┌─ Data shown

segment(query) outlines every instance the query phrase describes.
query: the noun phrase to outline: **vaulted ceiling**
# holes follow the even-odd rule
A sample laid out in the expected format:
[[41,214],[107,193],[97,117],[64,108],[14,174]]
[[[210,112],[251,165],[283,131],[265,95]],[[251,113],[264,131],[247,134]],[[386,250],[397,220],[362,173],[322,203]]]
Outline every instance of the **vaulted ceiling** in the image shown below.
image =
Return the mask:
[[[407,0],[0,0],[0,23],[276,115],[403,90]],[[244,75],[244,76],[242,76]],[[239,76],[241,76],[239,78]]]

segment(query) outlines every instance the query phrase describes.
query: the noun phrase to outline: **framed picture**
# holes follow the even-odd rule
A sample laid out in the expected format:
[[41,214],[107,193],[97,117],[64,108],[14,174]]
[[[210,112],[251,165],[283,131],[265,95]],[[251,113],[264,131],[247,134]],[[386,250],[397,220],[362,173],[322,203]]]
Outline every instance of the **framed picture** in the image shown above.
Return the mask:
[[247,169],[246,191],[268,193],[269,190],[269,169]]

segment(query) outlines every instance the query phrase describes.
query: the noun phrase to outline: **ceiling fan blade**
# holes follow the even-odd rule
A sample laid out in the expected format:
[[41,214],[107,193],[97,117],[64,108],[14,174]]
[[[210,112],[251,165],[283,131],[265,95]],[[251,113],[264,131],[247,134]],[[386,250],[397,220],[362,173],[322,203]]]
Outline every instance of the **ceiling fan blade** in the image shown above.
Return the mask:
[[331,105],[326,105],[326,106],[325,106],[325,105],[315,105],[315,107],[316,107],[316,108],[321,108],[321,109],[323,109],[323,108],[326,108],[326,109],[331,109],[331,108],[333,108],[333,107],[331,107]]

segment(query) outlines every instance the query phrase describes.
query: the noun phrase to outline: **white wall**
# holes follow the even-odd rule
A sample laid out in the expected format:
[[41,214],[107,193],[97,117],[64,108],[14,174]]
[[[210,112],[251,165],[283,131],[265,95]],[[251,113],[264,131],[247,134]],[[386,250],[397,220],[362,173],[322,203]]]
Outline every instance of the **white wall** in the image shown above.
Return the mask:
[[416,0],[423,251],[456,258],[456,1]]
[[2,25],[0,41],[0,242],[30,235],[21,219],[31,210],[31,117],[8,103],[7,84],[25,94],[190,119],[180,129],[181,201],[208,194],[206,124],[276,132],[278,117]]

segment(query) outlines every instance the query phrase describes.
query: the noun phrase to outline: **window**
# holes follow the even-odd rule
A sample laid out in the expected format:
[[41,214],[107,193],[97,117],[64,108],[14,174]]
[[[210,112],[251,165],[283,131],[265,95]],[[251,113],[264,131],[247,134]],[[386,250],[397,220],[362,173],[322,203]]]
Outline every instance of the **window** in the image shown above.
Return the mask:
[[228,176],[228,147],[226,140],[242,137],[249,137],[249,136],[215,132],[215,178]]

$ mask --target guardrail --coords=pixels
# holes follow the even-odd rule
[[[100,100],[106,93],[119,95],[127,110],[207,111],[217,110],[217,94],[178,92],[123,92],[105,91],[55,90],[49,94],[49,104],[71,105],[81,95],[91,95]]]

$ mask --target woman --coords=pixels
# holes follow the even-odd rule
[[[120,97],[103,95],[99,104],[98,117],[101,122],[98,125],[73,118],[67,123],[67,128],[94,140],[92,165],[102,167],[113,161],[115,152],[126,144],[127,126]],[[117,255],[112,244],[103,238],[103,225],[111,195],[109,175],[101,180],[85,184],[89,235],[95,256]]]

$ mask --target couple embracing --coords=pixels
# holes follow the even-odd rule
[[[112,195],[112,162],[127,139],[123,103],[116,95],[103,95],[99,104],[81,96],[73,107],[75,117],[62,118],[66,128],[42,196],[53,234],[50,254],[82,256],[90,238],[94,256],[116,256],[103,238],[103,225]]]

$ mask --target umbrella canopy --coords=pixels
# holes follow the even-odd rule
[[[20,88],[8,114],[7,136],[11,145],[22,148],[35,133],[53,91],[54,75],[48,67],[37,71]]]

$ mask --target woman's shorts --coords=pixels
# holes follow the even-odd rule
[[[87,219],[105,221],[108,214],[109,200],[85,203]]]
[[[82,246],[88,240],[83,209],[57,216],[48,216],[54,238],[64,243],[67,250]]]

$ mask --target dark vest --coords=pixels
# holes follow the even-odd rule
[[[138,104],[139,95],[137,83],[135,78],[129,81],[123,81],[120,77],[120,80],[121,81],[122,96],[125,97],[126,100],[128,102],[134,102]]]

└─

- _What you have to do_
Rewrite the lines starting at the one containing "dark vest --coords=pixels" and ending with the last line of the entries. Put "black vest" in place of "dark vest" and keep everything else the same.

- _Reply to the exercise_
$ mask --target black vest --coords=pixels
# holes follow the even-odd rule
[[[138,104],[139,95],[137,83],[135,78],[129,81],[123,81],[120,77],[120,80],[121,81],[122,96],[125,97],[126,100],[128,102],[134,102]]]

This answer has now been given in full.